▶ Excerpt:
-- Begin --
Computer-aided reconstruction algorithms are an active area of
research in computer science, and have already been developed for
archaeological and cultural heritage applications. Although some
projects have experimented with geometric shape-matching algorithms,
this technology has not been fully developed for 3D objects exhibiting
breakages on multiple surfaces, often with worn breaks. One of the first
projects to experiment with developing a computer-aided reconstruction
algorithm to find joins among incised fragments was the Stanford Digital
Forma Urbis Romae Project. In order to find matches amongst the hundreds
of stone fragments from the Severan Marble Plan of Rome, the project
experimented with several different types of matching algorithms,
including boundary incision matching, wall feature matching,
multivariate clustering and edge fracture geometry matching (Roller
& Fevoy 2006; Roller et al. 2006; Roller 2008). Ultimately, their
attempt to match edges based on preserved geometry was not successful
and they ended up relying upon matching the plan incisions. A later
project led by Q.-X. Huang was successful in applying a geometric
matching algorithm to sculptural fragments from single objects,
including the Severan Marble Plan (Huang et al. 2006).
A Spanish project has made significant strides using a segmentation
algorithm to reconstruct the so-called Aeneas Group of Roman sculptures
found in pieces at M6rida, Spain. They developed an algorithm that
enabled them to identify the sides of the 3D models belonging to both
original and fractured surfaces (Merchan et al. 2011). In this case, the
algorithm was only applied to models from a single statue group. The
Thera Fresco Project, meanwhile, has set a precedent for the large
volume of data acquisition on a scale necessary for our proposed
research. They were able to use a 3D matching algorithm to recover
potential refit candidates amongst hundreds of fragments of wall
frescoes from the Akrotiri excavations (Brown et al. 2008;
Toler-Franklin et al. 2010).
-- End --
▶ Short problem 1: In the reconstruction excerpt, which project was one of the first to try a computer-aided reconstruction algorithm for finding joins among incised fragments?
▶ Short problem 2: Please copy the passage of the reconstruction excerpt starting at "A Spanish project" and ending at "et al. 2010).".
The material after the reconstruction excerpt plays no part in this work.

▶ Raw data:
-- Begin --
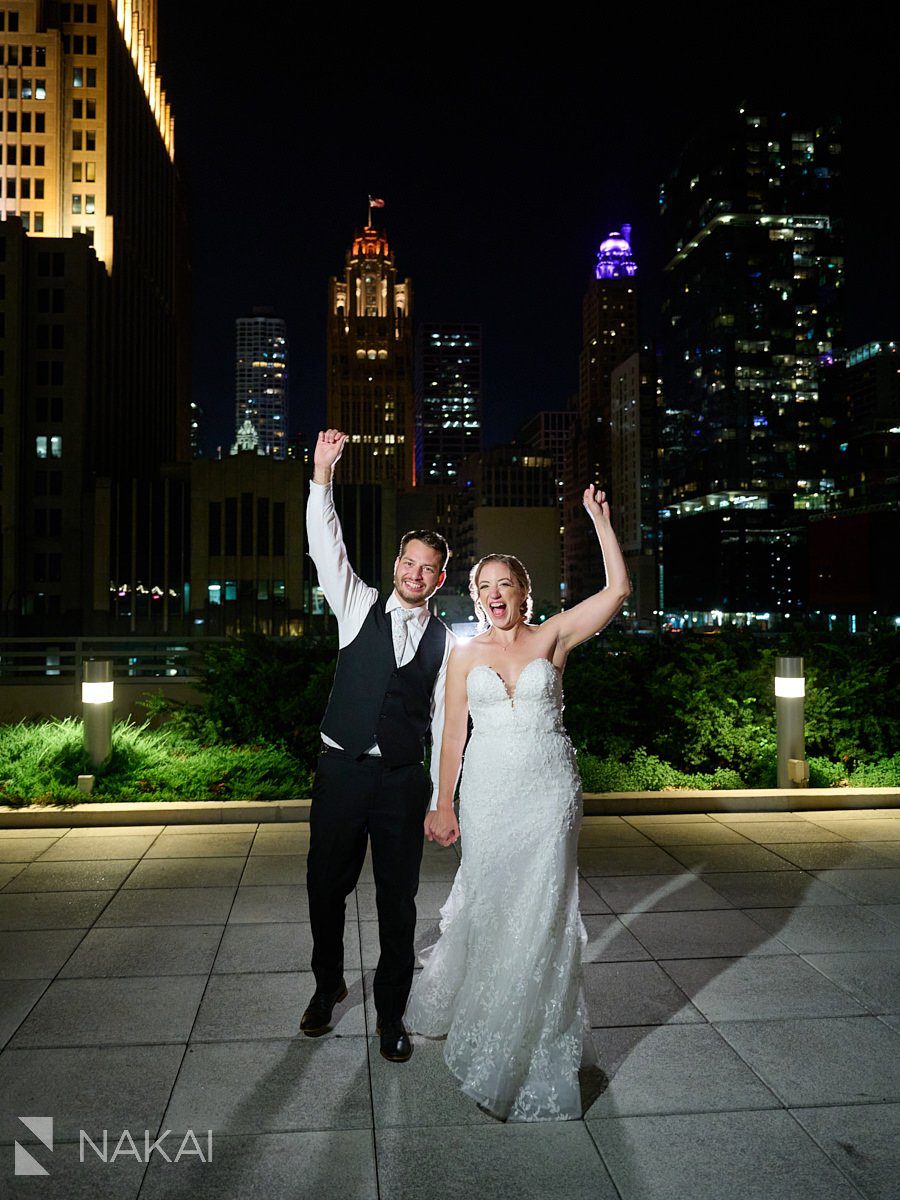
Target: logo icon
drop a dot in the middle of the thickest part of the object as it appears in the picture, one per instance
(42, 1129)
-- End --
▶ Answer 1: The Stanford Digital Forma Urbis Romae Project.

▶ Answer 2:
A Spanish project has made significant strides using a segmentation
algorithm to reconstruct the so-called Aeneas Group of Roman sculptures
found in pieces at M6rida, Spain. They developed an algorithm that
enabled them to identify the sides of the 3D models belonging to both
original and fractured surfaces (Merchan et al. 2011). In this case, the
algorithm was only applied to models from a single statue group. The
Thera Fresco Project, meanwhile, has set a precedent for the large
volume of data acquisition on a scale necessary for our proposed
research. They were able to use a 3D matching algorithm to recover
potential refit candidates amongst hundreds of fragments of wall
frescoes from the Akrotiri excavations (Brown et al. 2008;
Toler-Franklin et al. 2010).